■ What this task involves: Search the data for the word "wall" and copy every line that contains it.

■ Exercise data:
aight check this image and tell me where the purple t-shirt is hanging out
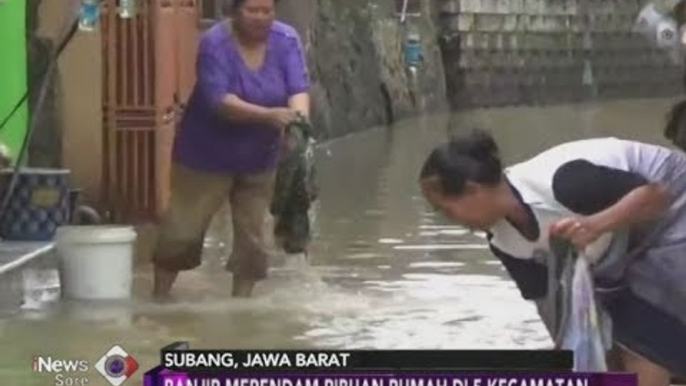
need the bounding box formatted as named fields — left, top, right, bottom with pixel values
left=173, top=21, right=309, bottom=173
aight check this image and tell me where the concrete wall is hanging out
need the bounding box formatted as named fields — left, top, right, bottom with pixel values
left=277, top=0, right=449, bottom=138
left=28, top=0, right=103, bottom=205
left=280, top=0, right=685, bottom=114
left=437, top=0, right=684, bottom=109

* * *

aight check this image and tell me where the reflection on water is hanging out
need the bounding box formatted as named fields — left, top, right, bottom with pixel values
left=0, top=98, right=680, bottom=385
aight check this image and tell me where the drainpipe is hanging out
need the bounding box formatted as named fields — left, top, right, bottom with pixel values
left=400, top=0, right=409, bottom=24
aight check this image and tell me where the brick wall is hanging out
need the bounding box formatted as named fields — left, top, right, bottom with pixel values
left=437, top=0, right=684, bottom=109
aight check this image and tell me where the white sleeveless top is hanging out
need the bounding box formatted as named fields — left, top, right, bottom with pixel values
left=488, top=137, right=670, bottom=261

---

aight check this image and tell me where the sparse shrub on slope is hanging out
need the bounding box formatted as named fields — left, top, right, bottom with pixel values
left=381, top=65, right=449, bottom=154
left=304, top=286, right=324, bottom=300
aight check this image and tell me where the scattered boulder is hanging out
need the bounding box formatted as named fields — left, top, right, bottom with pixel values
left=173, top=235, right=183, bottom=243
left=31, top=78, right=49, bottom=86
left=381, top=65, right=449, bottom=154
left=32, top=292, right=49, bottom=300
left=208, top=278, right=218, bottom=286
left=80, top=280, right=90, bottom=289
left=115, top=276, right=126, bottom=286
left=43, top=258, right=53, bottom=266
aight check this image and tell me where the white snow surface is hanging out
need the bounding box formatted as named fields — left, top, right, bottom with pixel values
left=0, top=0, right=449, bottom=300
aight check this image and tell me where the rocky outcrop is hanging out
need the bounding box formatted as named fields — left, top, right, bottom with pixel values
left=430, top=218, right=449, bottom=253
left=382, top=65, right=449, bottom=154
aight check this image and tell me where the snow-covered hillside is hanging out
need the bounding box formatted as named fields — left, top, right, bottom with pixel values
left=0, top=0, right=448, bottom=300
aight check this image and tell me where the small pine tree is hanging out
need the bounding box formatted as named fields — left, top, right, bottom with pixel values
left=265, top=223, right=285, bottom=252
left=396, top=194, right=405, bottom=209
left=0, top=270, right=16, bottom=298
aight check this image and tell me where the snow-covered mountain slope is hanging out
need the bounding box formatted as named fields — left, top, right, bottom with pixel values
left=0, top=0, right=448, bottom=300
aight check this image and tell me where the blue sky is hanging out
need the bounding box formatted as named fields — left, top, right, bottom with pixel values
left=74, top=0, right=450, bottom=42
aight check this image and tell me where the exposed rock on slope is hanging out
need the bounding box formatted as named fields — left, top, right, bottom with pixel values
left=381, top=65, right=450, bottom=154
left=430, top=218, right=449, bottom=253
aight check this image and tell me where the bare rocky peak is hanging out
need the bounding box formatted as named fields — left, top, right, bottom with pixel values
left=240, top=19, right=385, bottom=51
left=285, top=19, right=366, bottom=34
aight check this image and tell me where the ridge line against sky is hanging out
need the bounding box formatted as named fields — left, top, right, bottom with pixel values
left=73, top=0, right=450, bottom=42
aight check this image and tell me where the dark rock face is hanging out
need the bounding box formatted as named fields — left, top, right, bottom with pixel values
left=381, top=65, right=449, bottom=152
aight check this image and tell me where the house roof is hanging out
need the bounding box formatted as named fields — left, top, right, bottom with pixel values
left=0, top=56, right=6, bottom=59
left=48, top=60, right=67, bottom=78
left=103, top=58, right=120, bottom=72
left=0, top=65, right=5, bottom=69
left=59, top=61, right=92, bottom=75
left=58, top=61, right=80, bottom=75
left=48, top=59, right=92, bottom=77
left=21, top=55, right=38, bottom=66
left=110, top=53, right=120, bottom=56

■ Solution to this exercise:
aight check this image and tell me where the concrete wall is hanging out
aight check this image and tell me where the brick wall is hanging out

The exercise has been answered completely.